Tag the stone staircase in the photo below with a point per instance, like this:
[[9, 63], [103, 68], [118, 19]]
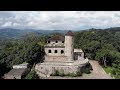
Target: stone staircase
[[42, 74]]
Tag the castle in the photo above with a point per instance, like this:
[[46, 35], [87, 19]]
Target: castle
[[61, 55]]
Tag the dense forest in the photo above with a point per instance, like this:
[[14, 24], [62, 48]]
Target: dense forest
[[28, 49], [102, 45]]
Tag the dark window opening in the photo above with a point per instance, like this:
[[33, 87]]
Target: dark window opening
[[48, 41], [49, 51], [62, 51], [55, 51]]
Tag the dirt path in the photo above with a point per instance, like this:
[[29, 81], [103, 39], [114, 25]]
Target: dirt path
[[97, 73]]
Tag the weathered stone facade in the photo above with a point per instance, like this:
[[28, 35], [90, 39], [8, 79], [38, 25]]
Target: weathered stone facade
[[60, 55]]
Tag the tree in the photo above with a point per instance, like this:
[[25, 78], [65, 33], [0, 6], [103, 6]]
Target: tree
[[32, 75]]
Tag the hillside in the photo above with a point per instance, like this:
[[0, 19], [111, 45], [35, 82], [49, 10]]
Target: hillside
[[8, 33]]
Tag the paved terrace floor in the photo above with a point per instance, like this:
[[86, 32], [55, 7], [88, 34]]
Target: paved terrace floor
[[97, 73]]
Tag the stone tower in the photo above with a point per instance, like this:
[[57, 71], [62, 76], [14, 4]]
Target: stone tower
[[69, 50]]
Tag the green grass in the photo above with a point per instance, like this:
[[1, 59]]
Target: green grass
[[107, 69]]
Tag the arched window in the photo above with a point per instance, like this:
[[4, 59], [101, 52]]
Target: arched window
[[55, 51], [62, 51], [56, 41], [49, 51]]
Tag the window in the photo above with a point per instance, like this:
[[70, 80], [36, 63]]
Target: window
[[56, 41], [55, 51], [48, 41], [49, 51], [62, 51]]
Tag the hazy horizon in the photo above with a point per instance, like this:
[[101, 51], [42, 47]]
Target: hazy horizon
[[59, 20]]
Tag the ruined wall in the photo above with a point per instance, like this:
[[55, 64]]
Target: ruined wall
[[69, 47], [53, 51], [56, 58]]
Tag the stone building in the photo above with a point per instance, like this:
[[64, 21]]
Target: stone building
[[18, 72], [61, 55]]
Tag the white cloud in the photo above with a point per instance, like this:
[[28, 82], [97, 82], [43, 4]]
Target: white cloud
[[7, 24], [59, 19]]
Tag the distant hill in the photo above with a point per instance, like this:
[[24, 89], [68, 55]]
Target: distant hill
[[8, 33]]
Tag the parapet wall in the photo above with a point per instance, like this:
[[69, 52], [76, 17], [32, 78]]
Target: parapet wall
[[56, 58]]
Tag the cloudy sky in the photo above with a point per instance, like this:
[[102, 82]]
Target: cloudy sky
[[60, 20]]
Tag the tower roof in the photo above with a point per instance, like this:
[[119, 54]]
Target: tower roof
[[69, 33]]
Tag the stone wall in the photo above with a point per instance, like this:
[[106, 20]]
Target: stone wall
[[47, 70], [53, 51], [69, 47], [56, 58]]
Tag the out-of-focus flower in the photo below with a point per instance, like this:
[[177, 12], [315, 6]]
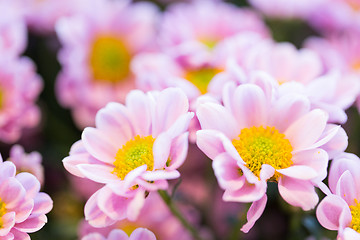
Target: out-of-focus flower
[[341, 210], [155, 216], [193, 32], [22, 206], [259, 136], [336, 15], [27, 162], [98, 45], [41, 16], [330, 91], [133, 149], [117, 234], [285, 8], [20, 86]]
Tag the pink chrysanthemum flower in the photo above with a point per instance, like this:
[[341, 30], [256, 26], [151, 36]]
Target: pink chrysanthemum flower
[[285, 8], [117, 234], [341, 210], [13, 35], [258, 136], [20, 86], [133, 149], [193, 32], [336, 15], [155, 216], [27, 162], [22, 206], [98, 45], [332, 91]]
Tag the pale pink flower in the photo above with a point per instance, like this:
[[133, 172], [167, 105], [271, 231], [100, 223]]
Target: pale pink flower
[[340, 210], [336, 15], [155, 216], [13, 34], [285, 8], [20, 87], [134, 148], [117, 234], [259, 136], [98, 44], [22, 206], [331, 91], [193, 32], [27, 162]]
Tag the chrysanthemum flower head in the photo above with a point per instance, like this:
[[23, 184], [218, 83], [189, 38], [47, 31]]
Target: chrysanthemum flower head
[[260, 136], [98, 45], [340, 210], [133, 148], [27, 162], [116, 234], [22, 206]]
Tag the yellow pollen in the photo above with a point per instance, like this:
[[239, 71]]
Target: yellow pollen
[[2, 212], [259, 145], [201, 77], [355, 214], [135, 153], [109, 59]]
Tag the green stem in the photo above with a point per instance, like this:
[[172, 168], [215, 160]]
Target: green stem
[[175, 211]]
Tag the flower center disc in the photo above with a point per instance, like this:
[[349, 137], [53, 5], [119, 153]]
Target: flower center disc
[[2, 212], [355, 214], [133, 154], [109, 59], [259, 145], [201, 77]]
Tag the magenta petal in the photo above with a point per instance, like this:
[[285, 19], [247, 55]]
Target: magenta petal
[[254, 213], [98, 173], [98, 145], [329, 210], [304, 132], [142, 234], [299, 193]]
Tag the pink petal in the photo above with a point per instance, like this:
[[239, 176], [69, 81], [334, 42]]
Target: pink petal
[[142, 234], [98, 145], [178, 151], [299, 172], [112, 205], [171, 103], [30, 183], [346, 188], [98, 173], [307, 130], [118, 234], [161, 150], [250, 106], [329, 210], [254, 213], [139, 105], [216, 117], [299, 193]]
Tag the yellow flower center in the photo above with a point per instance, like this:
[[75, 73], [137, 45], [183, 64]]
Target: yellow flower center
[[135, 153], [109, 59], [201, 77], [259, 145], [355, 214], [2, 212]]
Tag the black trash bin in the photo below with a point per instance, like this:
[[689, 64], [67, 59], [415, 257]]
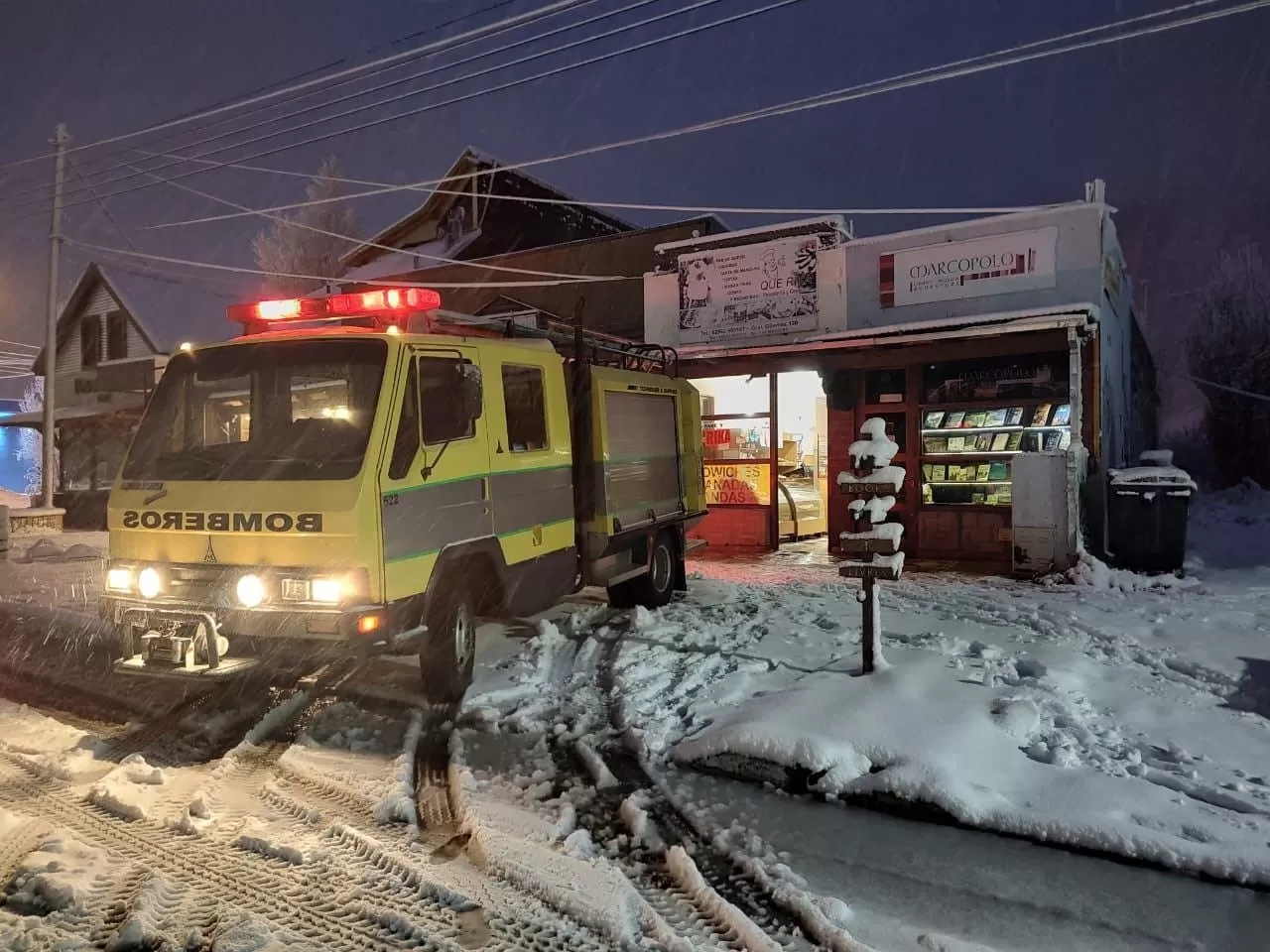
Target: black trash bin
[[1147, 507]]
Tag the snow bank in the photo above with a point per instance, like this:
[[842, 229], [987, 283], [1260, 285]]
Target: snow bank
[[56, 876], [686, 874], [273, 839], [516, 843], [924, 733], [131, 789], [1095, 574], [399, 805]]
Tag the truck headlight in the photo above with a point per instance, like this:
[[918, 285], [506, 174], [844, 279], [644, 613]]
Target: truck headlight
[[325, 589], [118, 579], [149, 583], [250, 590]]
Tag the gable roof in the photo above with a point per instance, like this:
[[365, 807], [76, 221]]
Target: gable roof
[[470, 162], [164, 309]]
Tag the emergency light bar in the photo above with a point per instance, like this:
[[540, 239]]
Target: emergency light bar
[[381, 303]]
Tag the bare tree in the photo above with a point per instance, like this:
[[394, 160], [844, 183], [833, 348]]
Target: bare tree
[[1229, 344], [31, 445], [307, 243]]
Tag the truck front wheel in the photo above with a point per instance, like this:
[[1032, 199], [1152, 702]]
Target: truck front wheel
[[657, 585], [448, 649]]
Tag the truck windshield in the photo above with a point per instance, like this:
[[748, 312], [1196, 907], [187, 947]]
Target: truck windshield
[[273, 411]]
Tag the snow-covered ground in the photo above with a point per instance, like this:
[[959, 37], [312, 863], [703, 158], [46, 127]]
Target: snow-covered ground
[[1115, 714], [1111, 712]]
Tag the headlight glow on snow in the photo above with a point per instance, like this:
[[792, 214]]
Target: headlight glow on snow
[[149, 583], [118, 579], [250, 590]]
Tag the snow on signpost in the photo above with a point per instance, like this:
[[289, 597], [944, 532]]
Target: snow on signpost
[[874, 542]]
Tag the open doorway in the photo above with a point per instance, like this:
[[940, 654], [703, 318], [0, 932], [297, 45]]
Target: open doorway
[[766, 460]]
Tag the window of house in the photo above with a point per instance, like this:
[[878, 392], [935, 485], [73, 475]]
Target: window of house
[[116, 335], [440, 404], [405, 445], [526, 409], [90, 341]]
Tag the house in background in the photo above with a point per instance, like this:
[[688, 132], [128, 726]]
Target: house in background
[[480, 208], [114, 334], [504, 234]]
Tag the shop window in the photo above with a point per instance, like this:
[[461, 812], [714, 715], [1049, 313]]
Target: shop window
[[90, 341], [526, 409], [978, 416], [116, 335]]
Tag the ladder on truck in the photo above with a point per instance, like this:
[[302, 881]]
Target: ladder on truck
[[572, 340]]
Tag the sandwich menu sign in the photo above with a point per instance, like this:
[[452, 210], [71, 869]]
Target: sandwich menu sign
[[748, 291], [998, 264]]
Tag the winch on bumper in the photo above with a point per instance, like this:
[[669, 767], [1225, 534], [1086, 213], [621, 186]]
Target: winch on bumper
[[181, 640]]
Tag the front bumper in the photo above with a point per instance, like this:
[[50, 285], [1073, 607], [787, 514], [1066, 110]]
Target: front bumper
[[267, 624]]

☆ ☆ ☆ ☆

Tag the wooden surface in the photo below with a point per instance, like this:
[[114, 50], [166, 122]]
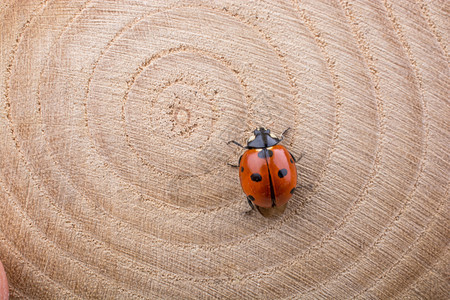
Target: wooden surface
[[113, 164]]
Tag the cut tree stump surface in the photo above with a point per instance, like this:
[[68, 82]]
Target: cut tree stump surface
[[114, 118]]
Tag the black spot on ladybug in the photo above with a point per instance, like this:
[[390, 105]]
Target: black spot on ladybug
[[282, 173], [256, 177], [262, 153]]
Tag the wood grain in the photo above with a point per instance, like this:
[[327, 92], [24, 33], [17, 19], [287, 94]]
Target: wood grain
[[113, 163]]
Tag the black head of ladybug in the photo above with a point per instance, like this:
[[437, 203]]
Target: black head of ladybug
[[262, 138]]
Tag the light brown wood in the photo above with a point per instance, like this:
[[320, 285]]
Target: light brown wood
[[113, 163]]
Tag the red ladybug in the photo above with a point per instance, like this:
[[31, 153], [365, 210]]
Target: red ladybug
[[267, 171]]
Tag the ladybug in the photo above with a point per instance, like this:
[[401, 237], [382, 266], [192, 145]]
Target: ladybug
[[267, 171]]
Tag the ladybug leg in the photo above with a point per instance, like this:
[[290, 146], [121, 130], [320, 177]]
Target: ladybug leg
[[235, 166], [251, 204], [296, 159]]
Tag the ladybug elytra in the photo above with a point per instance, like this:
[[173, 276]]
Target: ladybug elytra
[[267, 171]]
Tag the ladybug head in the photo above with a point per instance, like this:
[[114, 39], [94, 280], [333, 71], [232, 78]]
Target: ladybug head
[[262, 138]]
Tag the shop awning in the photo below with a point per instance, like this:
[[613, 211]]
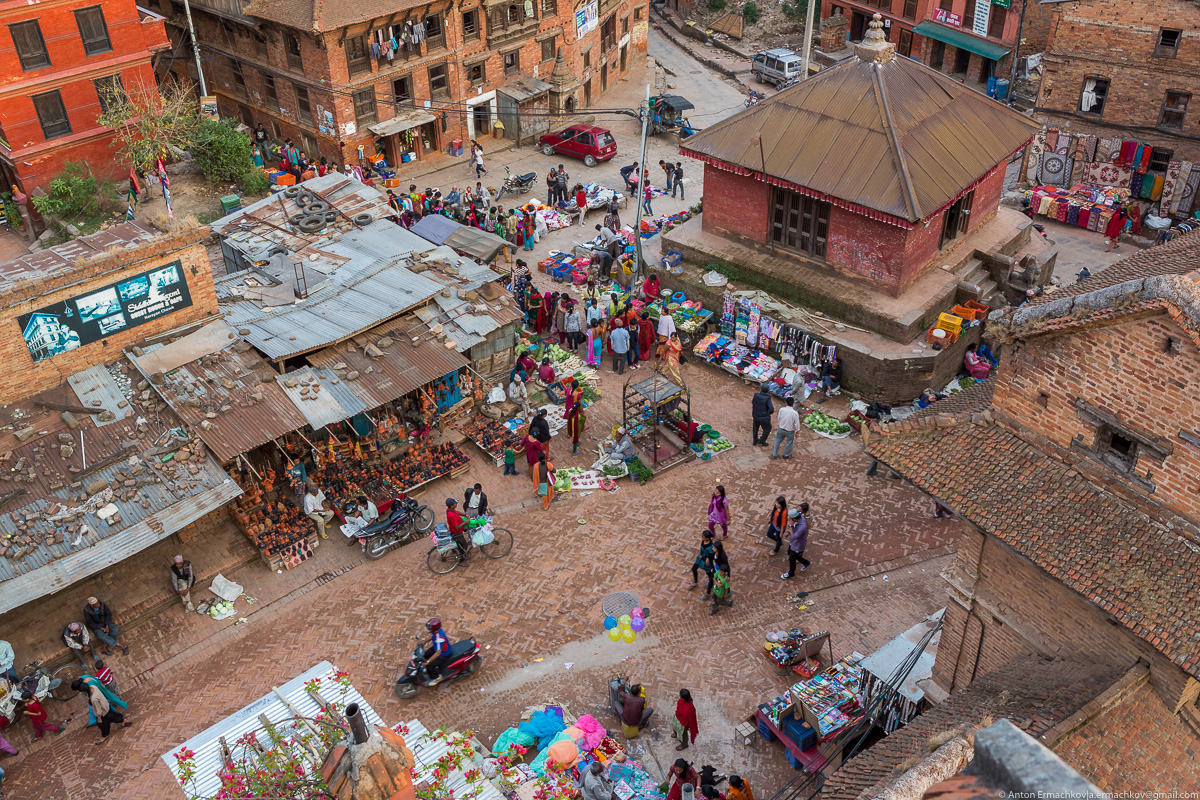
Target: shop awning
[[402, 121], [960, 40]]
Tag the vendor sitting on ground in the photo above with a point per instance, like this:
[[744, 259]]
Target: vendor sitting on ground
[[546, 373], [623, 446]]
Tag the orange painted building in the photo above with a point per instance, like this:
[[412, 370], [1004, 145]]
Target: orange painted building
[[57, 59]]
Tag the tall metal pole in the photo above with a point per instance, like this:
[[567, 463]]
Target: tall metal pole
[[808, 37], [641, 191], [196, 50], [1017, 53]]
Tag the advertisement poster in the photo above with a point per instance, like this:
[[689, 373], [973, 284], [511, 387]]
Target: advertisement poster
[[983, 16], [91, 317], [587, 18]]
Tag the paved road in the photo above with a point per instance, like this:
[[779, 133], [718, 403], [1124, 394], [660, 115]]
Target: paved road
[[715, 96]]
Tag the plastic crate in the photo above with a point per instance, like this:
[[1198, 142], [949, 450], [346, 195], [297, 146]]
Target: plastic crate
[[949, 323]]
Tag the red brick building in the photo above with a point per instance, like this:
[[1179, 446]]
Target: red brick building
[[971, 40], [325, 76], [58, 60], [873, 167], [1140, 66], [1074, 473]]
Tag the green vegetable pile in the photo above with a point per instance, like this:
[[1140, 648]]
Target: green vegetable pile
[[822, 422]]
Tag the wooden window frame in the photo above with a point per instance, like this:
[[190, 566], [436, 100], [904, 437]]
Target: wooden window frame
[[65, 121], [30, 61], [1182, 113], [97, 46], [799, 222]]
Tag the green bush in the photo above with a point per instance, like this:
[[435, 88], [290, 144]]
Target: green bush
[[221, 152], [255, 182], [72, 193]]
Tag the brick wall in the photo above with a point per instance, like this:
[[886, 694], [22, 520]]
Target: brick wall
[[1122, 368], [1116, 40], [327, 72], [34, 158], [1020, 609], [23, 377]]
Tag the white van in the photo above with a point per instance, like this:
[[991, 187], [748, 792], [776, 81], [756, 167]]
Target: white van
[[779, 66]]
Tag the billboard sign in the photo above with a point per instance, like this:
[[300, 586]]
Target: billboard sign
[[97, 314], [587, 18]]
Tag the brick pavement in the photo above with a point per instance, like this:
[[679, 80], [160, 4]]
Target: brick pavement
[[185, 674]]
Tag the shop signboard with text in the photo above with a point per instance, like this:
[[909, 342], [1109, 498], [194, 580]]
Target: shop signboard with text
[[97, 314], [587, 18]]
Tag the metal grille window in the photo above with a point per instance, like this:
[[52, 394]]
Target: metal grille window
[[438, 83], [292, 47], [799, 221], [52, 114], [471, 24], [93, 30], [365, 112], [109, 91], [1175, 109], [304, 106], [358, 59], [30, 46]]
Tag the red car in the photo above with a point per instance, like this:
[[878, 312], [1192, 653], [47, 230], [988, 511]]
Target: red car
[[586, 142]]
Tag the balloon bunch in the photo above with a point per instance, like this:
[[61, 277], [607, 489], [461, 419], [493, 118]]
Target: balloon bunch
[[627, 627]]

☆ ☆ ☆ ☆

> [WHAT TO DO] Copy verbatim, from the listing above, each line from the one containing "Target: pale pink flower" down to the one containing "Tag the magenta", inclusive.

> [THE ANSWER]
Target: pale pink flower
[[340, 210], [336, 15], [155, 216], [13, 34], [285, 8], [20, 87], [134, 148], [117, 234], [259, 136], [98, 44], [22, 206], [331, 91], [193, 32], [27, 162]]
Tag the chrysanthemum flower head in the photo above with a point per instance, like this:
[[23, 184], [218, 83], [189, 38], [47, 31]]
Target: chrysanthemum flower head
[[260, 136], [98, 45], [340, 210], [133, 148], [27, 162], [116, 234], [22, 206]]
Tag the yellow pollen in the photo above with a point per instance, like this:
[[239, 71]]
Target: yellow pollen
[[2, 212], [259, 145], [201, 77], [355, 214], [135, 153], [109, 59]]
Tag the green stem in the photo above with a point per instance, like this:
[[172, 168], [215, 160]]
Target: green stem
[[175, 211]]
Tag the flower center disc in the photo above with a point per instance, like this:
[[349, 137], [53, 5], [119, 153]]
Target: flower center disc
[[2, 212], [355, 214], [133, 154], [109, 59], [259, 145], [201, 77]]
Tag the magenta petal in the photo above with a point per instance, like this:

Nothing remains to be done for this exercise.